Stored dataset items:

►

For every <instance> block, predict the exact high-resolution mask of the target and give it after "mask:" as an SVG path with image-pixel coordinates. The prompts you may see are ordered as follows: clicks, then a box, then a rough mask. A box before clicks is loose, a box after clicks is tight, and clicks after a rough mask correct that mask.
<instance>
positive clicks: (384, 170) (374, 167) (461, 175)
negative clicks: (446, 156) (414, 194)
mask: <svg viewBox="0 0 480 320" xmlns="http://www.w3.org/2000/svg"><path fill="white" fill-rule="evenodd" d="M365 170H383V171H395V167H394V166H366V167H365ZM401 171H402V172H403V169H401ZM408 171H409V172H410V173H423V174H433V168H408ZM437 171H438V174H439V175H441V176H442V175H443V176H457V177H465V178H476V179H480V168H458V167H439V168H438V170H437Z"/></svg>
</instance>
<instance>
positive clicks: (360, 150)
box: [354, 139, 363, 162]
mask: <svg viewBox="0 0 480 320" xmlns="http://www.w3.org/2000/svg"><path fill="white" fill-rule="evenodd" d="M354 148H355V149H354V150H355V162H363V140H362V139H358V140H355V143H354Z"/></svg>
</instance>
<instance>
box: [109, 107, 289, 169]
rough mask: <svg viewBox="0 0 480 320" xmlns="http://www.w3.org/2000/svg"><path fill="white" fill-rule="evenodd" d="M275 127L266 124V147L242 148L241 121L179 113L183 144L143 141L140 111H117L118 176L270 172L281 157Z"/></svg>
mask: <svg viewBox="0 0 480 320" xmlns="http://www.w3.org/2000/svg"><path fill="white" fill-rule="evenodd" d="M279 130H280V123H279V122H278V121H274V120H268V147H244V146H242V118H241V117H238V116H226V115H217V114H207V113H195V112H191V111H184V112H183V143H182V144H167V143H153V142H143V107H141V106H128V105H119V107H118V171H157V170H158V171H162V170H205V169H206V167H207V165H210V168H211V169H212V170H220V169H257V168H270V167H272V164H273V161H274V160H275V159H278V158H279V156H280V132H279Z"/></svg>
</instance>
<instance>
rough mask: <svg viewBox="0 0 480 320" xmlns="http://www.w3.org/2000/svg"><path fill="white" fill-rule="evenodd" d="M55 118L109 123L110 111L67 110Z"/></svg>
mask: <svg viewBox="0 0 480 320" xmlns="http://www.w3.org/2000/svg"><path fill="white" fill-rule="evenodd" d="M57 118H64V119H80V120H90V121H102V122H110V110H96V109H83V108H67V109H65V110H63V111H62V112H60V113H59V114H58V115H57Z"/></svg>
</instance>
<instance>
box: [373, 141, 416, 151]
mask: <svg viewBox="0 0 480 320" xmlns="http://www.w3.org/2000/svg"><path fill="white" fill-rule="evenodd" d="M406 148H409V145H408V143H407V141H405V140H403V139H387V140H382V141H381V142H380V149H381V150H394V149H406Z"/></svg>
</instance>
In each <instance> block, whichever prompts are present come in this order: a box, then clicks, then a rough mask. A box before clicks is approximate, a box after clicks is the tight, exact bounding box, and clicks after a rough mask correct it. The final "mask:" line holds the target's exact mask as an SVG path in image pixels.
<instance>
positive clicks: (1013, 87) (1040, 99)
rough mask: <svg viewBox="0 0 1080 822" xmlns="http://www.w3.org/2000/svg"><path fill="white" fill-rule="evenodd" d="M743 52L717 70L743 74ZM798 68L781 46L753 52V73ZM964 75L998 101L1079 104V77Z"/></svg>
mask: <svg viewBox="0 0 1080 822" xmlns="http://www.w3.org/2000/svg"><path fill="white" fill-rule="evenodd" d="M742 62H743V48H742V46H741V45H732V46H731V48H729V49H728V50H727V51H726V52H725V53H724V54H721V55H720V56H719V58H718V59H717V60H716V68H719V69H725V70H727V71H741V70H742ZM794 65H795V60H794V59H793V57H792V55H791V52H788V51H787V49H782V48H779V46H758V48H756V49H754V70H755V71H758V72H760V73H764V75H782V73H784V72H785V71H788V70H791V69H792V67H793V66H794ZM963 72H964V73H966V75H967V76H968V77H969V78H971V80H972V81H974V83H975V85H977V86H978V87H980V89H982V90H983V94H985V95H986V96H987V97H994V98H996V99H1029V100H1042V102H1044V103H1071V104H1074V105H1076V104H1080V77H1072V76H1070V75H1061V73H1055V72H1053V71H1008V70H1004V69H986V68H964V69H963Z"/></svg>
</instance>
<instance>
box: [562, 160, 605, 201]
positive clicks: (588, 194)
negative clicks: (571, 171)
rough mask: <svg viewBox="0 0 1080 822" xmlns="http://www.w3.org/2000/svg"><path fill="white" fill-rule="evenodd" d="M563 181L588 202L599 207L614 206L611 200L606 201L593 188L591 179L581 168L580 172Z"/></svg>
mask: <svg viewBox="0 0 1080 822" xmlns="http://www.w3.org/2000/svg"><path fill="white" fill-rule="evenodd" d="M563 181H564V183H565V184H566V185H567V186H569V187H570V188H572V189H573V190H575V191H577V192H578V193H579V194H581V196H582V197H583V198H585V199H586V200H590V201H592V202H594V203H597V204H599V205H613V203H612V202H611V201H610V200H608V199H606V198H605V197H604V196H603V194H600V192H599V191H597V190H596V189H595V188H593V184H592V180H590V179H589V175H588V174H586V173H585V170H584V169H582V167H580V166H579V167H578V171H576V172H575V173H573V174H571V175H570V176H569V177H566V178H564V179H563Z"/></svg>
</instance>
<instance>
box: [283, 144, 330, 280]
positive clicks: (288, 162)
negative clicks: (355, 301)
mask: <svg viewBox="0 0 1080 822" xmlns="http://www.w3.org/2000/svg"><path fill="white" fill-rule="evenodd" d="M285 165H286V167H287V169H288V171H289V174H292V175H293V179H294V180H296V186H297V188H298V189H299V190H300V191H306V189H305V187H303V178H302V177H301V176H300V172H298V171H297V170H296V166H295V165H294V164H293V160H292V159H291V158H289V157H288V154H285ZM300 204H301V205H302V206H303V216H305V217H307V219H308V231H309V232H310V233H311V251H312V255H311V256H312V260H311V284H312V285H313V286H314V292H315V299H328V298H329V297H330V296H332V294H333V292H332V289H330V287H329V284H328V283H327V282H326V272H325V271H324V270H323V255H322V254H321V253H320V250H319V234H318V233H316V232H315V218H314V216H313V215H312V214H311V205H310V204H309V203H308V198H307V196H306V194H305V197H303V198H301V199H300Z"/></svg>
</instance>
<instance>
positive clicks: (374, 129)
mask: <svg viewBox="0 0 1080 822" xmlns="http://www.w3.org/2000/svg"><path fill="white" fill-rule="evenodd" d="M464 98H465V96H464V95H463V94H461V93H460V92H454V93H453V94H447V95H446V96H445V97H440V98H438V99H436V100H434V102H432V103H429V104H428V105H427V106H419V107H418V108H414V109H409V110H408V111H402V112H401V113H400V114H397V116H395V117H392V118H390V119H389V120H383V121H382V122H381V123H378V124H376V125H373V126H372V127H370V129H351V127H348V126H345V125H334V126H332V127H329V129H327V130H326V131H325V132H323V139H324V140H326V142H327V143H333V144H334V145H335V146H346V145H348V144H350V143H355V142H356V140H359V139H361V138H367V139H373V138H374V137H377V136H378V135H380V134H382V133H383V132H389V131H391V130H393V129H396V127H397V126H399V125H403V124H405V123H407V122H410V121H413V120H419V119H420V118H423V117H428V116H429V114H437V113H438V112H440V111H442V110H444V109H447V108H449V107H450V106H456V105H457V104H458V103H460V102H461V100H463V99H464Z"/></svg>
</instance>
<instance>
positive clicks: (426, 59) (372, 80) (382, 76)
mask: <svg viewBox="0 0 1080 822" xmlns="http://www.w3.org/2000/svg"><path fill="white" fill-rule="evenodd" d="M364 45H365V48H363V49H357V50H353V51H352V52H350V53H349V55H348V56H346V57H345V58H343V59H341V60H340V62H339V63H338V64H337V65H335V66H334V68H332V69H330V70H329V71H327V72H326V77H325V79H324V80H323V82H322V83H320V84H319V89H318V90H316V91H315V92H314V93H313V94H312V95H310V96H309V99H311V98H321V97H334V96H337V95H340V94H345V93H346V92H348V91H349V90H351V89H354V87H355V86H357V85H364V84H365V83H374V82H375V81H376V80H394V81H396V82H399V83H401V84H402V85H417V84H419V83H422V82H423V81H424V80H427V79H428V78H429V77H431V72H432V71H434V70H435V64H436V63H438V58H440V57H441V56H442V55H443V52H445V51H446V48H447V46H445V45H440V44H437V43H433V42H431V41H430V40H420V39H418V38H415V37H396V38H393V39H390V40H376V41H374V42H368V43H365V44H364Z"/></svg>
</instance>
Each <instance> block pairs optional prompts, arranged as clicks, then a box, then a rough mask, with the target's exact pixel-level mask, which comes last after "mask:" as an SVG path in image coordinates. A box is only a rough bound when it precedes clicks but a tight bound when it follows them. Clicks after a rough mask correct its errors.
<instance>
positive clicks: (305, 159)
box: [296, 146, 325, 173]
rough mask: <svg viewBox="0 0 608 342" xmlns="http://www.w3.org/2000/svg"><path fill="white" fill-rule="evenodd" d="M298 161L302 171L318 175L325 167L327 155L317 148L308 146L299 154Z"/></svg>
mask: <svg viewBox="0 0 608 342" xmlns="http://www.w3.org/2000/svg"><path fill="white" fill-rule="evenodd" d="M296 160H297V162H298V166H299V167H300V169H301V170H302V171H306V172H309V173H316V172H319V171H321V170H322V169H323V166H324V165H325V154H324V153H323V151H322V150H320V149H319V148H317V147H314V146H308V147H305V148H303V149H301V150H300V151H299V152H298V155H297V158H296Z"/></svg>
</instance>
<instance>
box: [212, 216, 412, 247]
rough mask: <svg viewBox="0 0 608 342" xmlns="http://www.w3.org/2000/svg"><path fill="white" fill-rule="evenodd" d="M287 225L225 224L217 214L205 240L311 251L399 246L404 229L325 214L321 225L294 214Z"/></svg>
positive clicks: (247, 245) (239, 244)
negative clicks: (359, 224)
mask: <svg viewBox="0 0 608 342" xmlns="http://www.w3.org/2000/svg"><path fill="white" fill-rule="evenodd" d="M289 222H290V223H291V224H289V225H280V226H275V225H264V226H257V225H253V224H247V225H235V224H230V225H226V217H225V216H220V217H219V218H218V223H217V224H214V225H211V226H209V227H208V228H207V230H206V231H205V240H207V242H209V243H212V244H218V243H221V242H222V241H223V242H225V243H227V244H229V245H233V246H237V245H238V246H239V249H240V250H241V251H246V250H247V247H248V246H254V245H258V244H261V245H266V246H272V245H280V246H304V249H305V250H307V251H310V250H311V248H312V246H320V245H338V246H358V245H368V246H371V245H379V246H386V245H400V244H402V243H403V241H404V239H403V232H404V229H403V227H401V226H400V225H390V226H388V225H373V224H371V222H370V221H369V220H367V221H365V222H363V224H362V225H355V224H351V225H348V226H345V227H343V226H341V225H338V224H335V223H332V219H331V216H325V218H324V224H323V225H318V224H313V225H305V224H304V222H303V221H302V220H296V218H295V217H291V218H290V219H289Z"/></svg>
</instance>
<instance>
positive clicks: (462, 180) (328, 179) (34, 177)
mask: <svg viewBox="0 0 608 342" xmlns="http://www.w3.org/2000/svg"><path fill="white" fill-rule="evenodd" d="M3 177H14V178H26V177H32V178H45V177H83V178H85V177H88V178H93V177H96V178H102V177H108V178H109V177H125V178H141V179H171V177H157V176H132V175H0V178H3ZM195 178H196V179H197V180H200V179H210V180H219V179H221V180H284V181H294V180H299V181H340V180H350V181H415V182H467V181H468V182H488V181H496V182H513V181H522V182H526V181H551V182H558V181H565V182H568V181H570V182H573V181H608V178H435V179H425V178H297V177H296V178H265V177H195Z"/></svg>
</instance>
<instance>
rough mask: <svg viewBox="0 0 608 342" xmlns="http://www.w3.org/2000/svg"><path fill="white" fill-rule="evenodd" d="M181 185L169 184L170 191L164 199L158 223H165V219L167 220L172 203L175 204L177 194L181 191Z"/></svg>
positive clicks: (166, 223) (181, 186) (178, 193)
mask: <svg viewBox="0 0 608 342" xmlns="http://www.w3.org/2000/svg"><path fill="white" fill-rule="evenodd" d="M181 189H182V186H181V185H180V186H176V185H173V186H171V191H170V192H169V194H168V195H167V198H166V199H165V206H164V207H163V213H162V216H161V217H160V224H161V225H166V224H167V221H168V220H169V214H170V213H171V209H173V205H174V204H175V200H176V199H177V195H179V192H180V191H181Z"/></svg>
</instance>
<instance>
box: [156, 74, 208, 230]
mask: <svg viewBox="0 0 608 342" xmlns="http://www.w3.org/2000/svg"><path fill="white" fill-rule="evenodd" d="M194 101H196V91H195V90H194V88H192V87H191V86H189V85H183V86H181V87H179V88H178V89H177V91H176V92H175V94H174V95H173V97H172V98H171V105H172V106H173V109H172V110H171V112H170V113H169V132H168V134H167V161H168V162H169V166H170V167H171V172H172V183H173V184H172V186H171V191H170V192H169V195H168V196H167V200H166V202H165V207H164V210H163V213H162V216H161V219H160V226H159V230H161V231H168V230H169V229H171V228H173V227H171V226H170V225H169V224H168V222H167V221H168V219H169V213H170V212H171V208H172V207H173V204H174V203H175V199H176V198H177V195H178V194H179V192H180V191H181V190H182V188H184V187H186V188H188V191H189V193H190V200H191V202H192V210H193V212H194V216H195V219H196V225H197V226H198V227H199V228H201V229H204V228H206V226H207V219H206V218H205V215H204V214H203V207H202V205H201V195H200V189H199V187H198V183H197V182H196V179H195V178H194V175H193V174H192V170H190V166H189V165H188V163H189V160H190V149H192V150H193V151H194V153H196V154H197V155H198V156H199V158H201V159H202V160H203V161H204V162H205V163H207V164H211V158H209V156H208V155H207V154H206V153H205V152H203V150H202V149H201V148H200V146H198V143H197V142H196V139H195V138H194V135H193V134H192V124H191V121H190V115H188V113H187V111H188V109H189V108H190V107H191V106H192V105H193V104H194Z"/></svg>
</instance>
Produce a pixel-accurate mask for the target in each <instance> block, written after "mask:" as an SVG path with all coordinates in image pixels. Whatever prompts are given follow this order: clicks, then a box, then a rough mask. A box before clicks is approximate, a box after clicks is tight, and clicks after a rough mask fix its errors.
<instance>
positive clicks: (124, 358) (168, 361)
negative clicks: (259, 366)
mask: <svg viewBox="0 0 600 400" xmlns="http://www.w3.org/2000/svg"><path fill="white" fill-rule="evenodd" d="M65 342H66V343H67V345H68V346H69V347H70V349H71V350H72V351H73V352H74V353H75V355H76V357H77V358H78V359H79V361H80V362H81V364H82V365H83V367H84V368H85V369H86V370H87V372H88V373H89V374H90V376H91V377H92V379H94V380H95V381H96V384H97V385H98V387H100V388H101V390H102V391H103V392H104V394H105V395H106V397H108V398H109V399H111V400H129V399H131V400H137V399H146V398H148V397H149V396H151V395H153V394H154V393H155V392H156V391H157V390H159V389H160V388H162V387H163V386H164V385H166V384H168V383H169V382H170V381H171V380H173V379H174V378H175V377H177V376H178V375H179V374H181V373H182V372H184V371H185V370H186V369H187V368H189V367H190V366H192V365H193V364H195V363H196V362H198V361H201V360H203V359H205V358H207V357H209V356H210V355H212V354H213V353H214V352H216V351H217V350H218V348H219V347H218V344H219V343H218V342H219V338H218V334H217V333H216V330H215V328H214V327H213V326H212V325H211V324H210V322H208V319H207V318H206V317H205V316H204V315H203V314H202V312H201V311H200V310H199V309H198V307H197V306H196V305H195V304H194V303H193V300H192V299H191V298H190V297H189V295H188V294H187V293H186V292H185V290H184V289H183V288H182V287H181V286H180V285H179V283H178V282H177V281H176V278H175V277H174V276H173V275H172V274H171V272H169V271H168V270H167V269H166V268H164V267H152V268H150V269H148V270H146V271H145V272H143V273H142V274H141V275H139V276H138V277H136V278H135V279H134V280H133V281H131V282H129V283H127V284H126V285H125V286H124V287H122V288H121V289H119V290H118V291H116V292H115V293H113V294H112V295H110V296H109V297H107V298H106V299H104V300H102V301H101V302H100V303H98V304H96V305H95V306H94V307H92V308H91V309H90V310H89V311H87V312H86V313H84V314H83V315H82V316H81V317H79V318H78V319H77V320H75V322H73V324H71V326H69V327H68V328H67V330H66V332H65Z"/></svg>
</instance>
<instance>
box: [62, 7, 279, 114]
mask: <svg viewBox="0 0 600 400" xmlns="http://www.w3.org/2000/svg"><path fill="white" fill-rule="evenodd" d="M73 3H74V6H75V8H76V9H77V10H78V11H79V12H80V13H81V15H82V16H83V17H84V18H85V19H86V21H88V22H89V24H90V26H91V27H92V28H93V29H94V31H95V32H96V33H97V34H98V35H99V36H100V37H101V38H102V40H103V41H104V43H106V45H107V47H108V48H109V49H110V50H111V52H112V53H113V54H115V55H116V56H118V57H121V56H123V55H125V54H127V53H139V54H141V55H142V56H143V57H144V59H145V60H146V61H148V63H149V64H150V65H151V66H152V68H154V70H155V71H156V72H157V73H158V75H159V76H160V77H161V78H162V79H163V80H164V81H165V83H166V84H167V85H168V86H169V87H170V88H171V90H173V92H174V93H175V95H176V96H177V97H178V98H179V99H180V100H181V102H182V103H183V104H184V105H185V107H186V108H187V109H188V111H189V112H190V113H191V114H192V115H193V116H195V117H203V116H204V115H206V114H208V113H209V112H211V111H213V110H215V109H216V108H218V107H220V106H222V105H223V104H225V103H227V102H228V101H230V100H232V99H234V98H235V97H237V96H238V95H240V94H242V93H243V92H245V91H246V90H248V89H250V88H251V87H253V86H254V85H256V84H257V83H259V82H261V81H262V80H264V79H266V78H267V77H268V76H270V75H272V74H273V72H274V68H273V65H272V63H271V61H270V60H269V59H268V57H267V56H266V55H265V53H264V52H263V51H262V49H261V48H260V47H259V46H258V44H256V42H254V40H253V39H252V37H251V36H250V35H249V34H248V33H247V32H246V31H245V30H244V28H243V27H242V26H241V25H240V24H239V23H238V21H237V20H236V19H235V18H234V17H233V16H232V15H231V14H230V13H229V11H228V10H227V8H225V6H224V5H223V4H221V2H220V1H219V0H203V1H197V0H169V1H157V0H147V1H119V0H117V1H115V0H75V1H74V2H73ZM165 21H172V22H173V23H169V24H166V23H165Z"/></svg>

◄

Task goal:
What is wanted is every line from the first line of the entries through the line that contains "positive clicks: (384, 170)", given again exactly.

Your response:
For every <instance> block, predict the exact high-resolution mask of the target and give it after "mask:" as an SVG path with image-pixel coordinates. The prompts you may see are ordered as follows: clicks, then a box, then a rough mask. A box before clicks is loose, a box after clicks is tight, and clicks after a rough mask correct that mask.
<instance>
positive clicks: (384, 170) (374, 167) (461, 175)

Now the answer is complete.